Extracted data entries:

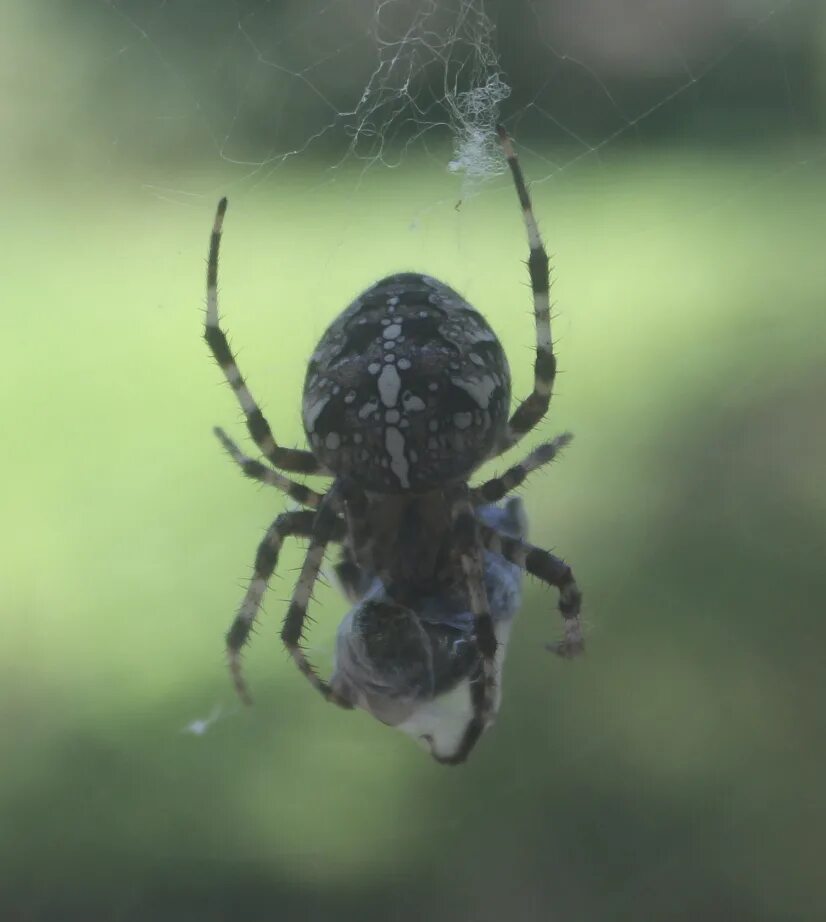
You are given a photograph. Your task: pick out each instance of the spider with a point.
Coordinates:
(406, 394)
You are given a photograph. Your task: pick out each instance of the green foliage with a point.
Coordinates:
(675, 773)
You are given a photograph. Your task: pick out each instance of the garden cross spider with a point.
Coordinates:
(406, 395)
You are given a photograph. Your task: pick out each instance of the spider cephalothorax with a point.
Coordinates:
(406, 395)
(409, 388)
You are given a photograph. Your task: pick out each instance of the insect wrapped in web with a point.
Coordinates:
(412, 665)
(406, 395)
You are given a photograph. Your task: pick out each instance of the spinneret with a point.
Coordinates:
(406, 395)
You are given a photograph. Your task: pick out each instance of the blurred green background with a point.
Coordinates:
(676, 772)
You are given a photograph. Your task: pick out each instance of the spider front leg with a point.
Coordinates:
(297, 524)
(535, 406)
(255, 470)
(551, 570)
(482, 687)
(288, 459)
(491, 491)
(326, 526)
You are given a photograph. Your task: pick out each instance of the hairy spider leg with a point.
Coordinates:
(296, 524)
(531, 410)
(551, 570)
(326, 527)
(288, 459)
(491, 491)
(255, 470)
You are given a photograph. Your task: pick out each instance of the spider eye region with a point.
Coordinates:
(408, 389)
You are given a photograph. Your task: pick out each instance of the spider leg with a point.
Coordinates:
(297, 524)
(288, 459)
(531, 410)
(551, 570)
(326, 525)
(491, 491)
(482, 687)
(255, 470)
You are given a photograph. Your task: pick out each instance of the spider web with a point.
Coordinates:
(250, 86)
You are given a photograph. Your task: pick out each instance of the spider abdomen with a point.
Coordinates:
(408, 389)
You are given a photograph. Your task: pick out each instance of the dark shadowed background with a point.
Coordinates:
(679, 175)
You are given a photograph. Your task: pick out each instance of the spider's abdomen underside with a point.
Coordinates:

What you are asked to do. Rewrite all of the data above, changing each "photograph" to "image" and leaving everything else as it is. Omit the pictures.

Answer for this exercise.
You are given a image. Your task: pick out each instance of the spider with a point.
Coordinates:
(406, 394)
You are given a image. Your task: pick out each instance of the green foliage with a point.
Coordinates:
(675, 773)
You are given a image. Your task: pick out each instance of the garden cross spider with a point.
Coordinates:
(406, 395)
You are given a image. Your task: pick out each instance of the spider cephalothorax with a point.
Coordinates:
(406, 395)
(409, 388)
You are given a image. Your task: pick out each instance of the insect wrapped in web with a point.
Coordinates:
(412, 665)
(406, 395)
You are given a image. Your task: pick out each instance of the spinneret with a point.
Coordinates:
(406, 395)
You are given a image. Your task: pick out each instance of the blurred green background with a point.
Coordinates:
(676, 772)
You are given a image. Your task: pick out each instance of the spider front leg with a point.
Coordinates:
(297, 524)
(535, 406)
(255, 470)
(551, 570)
(482, 687)
(288, 459)
(491, 491)
(326, 526)
You are given a image. Your task: pick out each instance of the hairy spider leg with a point.
Coordinates:
(296, 524)
(531, 410)
(551, 570)
(326, 527)
(288, 459)
(491, 491)
(255, 470)
You are given a image. Your task: pick out each instance of the spider eye region with a point.
Coordinates:
(408, 389)
You are given a image. Your task: pick out each instance of the spider leg with a point.
Coordinates:
(297, 524)
(288, 459)
(531, 410)
(551, 570)
(326, 525)
(491, 491)
(482, 687)
(255, 470)
You are given a image. Your task: pick out each instance of the spider web with a point.
Coordinates:
(250, 86)
You are given a image. Your task: pick out each instance of the spider abdomen with a point.
Coordinates:
(408, 389)
You are given a image. Your task: pick out each instance of the dark shadowed background with a point.
Coordinates:
(679, 175)
You are given a image. Your task: pick out each instance of the spider's abdomen underside with a point.
Coordinates:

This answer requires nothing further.